Write out the full listing again, exactly as it stands.

[Location labeling records]
···
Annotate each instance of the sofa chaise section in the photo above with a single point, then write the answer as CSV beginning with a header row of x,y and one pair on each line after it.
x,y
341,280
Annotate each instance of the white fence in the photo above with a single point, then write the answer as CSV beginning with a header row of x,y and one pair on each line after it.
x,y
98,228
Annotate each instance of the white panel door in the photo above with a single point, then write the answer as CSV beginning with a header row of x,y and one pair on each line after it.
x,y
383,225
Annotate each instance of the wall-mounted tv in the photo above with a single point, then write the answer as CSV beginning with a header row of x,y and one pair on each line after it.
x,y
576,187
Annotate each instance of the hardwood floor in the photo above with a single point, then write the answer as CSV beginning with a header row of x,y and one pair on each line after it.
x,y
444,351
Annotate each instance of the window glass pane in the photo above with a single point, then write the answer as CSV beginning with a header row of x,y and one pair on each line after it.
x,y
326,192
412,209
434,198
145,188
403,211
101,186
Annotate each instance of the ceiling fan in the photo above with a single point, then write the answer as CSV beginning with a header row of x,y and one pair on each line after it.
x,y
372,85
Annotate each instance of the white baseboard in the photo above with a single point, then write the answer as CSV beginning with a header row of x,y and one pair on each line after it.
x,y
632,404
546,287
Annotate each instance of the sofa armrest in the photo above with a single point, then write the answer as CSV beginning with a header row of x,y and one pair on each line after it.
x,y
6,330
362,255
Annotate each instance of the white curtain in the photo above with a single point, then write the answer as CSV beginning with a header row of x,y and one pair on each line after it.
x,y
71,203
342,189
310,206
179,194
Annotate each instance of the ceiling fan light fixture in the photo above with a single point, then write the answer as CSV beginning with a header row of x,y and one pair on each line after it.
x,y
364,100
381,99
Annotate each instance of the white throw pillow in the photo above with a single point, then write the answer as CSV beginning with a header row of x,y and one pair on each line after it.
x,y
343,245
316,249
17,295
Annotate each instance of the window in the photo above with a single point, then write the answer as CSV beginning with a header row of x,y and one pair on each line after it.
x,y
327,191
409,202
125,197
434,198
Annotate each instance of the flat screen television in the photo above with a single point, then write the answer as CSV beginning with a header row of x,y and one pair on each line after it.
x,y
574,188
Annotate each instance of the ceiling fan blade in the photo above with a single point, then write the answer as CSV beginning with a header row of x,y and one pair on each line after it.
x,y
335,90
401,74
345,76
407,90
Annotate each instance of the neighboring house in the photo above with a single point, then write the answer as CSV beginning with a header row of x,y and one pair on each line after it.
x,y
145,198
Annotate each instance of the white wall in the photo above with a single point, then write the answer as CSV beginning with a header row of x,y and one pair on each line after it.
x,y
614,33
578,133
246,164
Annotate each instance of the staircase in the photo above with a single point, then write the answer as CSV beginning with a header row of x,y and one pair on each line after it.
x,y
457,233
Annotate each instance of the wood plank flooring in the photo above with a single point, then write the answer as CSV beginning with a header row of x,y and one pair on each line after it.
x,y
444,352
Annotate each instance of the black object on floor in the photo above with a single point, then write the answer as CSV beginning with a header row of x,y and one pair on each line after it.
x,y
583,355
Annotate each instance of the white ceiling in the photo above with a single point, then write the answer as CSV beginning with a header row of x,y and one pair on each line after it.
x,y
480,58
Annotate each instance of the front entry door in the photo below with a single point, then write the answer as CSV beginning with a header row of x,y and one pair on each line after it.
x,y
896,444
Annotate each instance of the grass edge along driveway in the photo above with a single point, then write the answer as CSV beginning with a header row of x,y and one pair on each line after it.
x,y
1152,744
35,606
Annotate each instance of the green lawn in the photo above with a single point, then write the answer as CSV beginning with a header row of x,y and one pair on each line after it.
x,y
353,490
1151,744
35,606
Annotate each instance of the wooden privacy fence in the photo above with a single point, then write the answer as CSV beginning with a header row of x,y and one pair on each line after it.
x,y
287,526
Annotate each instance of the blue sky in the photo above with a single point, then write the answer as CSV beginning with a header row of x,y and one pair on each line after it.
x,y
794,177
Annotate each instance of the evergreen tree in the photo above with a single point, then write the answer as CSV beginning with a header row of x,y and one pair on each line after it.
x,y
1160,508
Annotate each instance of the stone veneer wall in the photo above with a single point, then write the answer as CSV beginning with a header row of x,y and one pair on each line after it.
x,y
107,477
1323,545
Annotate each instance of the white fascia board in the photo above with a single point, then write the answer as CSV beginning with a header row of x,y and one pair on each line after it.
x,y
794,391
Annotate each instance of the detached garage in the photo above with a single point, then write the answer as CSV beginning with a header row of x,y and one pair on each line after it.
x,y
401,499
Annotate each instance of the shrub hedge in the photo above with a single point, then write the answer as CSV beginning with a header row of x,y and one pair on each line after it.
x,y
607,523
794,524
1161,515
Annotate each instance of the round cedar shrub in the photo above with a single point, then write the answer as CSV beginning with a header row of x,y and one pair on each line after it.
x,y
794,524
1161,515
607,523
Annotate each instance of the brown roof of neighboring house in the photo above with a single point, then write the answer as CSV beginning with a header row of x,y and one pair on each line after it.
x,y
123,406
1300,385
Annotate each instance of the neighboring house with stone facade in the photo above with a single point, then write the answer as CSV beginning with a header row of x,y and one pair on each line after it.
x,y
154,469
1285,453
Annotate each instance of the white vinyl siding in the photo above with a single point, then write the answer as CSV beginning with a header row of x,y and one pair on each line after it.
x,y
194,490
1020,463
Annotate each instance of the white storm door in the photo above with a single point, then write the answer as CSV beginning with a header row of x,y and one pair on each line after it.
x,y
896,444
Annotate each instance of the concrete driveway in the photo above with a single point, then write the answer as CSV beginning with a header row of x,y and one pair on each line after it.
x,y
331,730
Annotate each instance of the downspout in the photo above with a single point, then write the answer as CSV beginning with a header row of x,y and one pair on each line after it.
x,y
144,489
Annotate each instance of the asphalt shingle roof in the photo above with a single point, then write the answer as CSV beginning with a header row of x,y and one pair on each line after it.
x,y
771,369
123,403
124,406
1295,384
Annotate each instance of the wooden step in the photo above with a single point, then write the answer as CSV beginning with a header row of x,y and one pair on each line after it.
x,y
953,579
···
* Solved exercise:
Annotate each instance of the sofa chaise section in the photo above with a single point, then write the answer as CSV beginning with a header row of x,y and one pair on each line after it.
x,y
341,280
Annotate each instance of the white fence in the photo above with a single point, then write the answer as CSV beginning with a header row of x,y and one pair on each line after it.
x,y
98,228
Annotate each instance of the white panel door in the photo above with a single point, then write the answer as CSV beginning with a header row of x,y and one pair on each line after it.
x,y
383,225
Annotate each instance of the wall-mounted tv in the photo above with a single point, then write the answer as CSV beginning with a header row of x,y and one pair on each line after it.
x,y
576,187
Annotate each instance of the hardwood floor in the photo above with a single point, then write the answer as CSV beginning with a header row of x,y and one pair on each line after it.
x,y
444,351
Annotate each instance of the window glass pane in the photo above with a single point, then write the answer as CSV beginning with a header row of x,y and one pair on each line after it.
x,y
326,192
412,209
434,198
145,188
403,211
101,186
Annotate each instance of the ceiling fan in the photo above with a single point, then write the answer as CSV beginning with a header row of x,y and one pair on each line after it.
x,y
372,85
Annotate each instance of the white baseboard in the photo above with a single point, then write the answer as CSV beginning with a header row of x,y and one pair on each line after it.
x,y
632,404
546,287
Annotate each instance of the sofa armrest in the photo above with a single point, then write the answer as CSV beginning with a header row of x,y and one pair on each line after it.
x,y
6,330
362,255
Annotate each instance of the white curtain in the photo above with a single point, then write the answer as CSV beginning with a header row of x,y and one pair on each line after it.
x,y
71,203
342,189
310,206
179,194
Annotate each instance of the ceiling fan light fixture in the photo above with a single point, then write the answer as CSV beginning with a header row of x,y and one pair on each line after it.
x,y
364,100
381,99
Annotate each instance of the white throw pillow in the photo above with a single point, then write the answer as CSV beginning with a header row of x,y and one pair on each line after it.
x,y
343,245
316,249
17,295
Annotate each instance of the window in the photo above with a single point, then write the answer as CSV beginning with a header row of x,y and one pair on each line after it.
x,y
327,191
409,202
125,197
434,198
Annotate each instance of the flat screen television in the photo above with a single point, then write the answer as CSV beginning with a header row of x,y and one pair on each line after it.
x,y
574,188
Annotate each instance of the ceiling fan blade in the photo above with a single point, then write the answer as CSV beginning with a header row of x,y and one pair on each line after it.
x,y
335,90
401,74
345,76
407,90
Annotate each instance of the neighboring house in the photo above with a single point, then write the answer as CSV beginning with a header row of x,y and one pair on each line after it.
x,y
145,198
Annotate each instance of the white wall in the photo above with a single point, then write the answer as CSV beginning with a header row of x,y and one pair on each line after it.
x,y
614,33
578,133
246,164
Annotate each instance of the staircase in the photo above with a single point, then write the answer as CSV beginning with a header row of x,y and one pair on each line after it.
x,y
457,233
Annotate each instance of the wood plank flooring in the photo above with a single point, then write the answer as CSV beginning with a header row of x,y and one pair on each line after it.
x,y
444,352
Annotate each instance of the black object on floor in the photo above with a single point, then write the answer as CSV beginning with a header row of x,y and one pair on each line after it.
x,y
583,355
Annotate each instance of the white ceiling in the photo above with a single point, then write the answer as CSV beginning with a header row of x,y and one pair on each line after it.
x,y
480,58
Annotate each instance of the front entry door in the photo below with a single point, then write the answer as CSV beginning with a header row of x,y and one pair on each line after it.
x,y
896,444
Annotate each instance of the grass edge along driveway in the photo above with a single point, then write the answer as CSV beginning with a header row of x,y and one pair on each line after it.
x,y
1152,744
35,606
Annotate each instance of the green lawn in the photo above with a single point, then write the answer as CSV beginning with a header row of x,y and one pair on each line after it.
x,y
353,490
1151,744
35,606
Annotate each instance of the wooden privacy fence in the photo above with a single point, then write the answer as CSV beginning with a header row of x,y and one pair on each line after it.
x,y
287,526
Annotate each instance of the blue sky in the photo above with a single point, then write the answer as CSV beginning with a header row of x,y and one pair on each line after it.
x,y
794,177
Annotate each instance of the evergreen tree in the photo above with a single point, then write the answer as CSV beginning with a header row of x,y and one pair on each line after it.
x,y
1160,508
Annotate each instance of the stone veneer wall in the photo above with a single point, then write the answer as CSV beginning with a header row of x,y and one pair on each line after it.
x,y
107,477
1323,545
Annotate each instance of the white fascia board in the photo above with a single point, then write the answer as CSV beginning with a header row of x,y and one pair on each line after it.
x,y
794,391
Annotate each instance of the detached garage in the photo above with a single point, then write the answer as CSV beginning with a header row of x,y and one pair on each line after it.
x,y
401,499
Annotate each instance of the shrub hedge in the photo above with a single point, then write the answer as CSV beginning with a header row of x,y and one pair on each line after it.
x,y
607,523
794,524
1161,515
Annotate each instance of the round cedar shrub in the photo above with a single point, then write the answer as CSV beginning with a header row of x,y and one pair on each line after it.
x,y
794,524
1161,515
607,523
Annotate each instance of the brown roof of neighboring house in the photo above with a single point, then write the answer as CSV beginning with a header row of x,y and one pair on each line after it.
x,y
123,406
1300,385
Annotate each instance of the neighboring house with stone facade in the photo above with a single point, then write the answer as CSV beginning with a header row of x,y and one pair on each line after it.
x,y
154,469
1285,453
Annotate each instance of the white vinyl siding in the photo above with a single point, then write the answer as CSV beginning with a header row of x,y and one pair on each line after it.
x,y
194,490
1020,463
Annotate each instance of the white storm door in the photo above with a single point, then write the answer as CSV beginning with a header row of x,y and one pair on each line after it.
x,y
896,444
Annotate each instance of the concrete driveway in the photo above with a single point, then write the answer as CSV beginning with a header row of x,y and one pair on each line after it.
x,y
331,730
Annotate each instance of the downspout in the photo above with a single point, then write the answer as CSV beginning with a header row of x,y and one pair on each line after it.
x,y
144,489
Annotate each instance of the asphalt shingle roof in the photo above with a single point, then write the answer as CSV beginning with a header row of x,y and one pair on each line after it.
x,y
771,369
123,403
124,406
1295,384
Annotate each instance of the wooden step in the photo above with a single point, then write the answer as CSV beginning with a header row of x,y and one pair on each line after it.
x,y
953,579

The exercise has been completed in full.